> Exercise requirements
Rewrite the listing below, replacing "in this photograph" with "in this image" everywhere it appears and leaving everything else unchanged. Omit the pictures from your answer.

> Entries supplied
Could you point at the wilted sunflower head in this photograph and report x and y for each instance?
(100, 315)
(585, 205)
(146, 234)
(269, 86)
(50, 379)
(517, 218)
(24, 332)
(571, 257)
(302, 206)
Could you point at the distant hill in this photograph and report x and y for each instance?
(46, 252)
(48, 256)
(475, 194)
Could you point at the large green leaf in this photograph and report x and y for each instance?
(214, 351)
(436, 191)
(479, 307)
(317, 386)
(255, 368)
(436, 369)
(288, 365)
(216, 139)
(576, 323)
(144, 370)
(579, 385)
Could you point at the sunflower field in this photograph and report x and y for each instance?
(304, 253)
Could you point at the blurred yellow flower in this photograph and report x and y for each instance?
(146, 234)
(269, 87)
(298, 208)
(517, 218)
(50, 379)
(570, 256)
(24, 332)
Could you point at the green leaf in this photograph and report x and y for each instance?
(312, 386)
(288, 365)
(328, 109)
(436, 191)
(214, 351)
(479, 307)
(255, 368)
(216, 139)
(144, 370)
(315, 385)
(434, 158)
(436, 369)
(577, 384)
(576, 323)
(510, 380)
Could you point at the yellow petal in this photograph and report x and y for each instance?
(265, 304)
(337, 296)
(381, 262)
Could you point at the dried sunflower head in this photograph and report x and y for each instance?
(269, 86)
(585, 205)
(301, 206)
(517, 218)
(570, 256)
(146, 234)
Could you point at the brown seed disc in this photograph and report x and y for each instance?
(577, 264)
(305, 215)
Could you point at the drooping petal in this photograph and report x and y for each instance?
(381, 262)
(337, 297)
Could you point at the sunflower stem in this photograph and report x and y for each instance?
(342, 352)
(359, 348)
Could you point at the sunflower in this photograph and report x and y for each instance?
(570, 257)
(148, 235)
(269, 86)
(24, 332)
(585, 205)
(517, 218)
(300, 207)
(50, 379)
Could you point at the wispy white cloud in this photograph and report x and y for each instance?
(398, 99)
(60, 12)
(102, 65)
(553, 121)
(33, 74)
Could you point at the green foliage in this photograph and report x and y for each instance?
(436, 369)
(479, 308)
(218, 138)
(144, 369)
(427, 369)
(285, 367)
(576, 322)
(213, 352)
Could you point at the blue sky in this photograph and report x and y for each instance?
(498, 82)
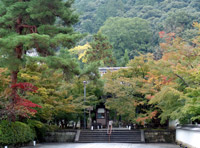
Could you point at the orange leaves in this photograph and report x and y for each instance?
(142, 120)
(162, 34)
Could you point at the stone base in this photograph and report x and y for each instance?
(184, 144)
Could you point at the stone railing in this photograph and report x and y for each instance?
(61, 136)
(159, 136)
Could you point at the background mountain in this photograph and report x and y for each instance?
(175, 16)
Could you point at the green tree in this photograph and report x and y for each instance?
(133, 34)
(100, 51)
(32, 24)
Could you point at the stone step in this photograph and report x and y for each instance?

> The answer
Could you point at the wilted sunflower head in this image and report x and y for each instance?
(100, 315)
(585, 205)
(146, 234)
(269, 86)
(50, 379)
(517, 218)
(24, 332)
(571, 257)
(302, 206)
Could you point at the distant hill in this image and report x and y for each instance?
(46, 252)
(48, 256)
(475, 194)
Could you point at the large green leaf in this image and report x and y for each instance?
(214, 351)
(436, 191)
(479, 307)
(317, 386)
(255, 368)
(436, 369)
(288, 365)
(216, 139)
(576, 323)
(144, 370)
(579, 385)
Could you point at the sunflower field in this image and report x and y for each instance?
(304, 253)
Could you point at the blurred yellow flower in this image and report x and y for each instance?
(146, 234)
(269, 87)
(298, 208)
(517, 218)
(50, 379)
(570, 256)
(24, 332)
Could you point at the green leaf in this image and report x and y for each instance?
(312, 386)
(288, 365)
(328, 109)
(436, 191)
(214, 351)
(479, 307)
(255, 368)
(216, 139)
(144, 370)
(315, 385)
(434, 158)
(436, 369)
(577, 384)
(576, 323)
(510, 380)
Could you point at the yellow petal in this image and report x and y for each instance?
(265, 304)
(337, 296)
(381, 262)
Could you point at the dried sunflower head in this image and report x and y for each instance?
(269, 86)
(585, 205)
(301, 206)
(517, 218)
(570, 256)
(146, 234)
Could you point at the brown seed disc in this image and report x and y for each instance?
(577, 264)
(305, 215)
Could you point at the drooping petal in this image and report x and y for each instance?
(381, 262)
(337, 297)
Could you point at the sunflower stem in this image and report x and y for each instance?
(342, 352)
(359, 348)
Could you point at the sunflower in this image and report x and y for each instance?
(570, 257)
(148, 235)
(269, 86)
(24, 332)
(585, 205)
(517, 218)
(300, 207)
(50, 379)
Could you point at the wispy white cloud in this image and report x and y for each instance?
(398, 99)
(60, 12)
(102, 65)
(553, 121)
(33, 74)
Could you point at the green foliage in this image and report x and y for each instance?
(436, 369)
(479, 308)
(218, 138)
(144, 369)
(427, 369)
(285, 367)
(576, 322)
(213, 352)
Could you point at the blue sky in this image and report x and y for each instance?
(498, 82)
Could you point at the orange leaves in this image and report x and y for each instance?
(142, 120)
(162, 34)
Could you point at the stone base in this image and report x and y for each instance?
(184, 144)
Could you point at the stone railing in this image and report x and y for each instance?
(61, 136)
(159, 136)
Could you point at the background mountain in this image and report x and y for each instance?
(175, 16)
Could you point at the green tree in this image and report x and y for each instance?
(133, 34)
(100, 51)
(32, 24)
Could you point at the stone step in this image and report x and y for each instance?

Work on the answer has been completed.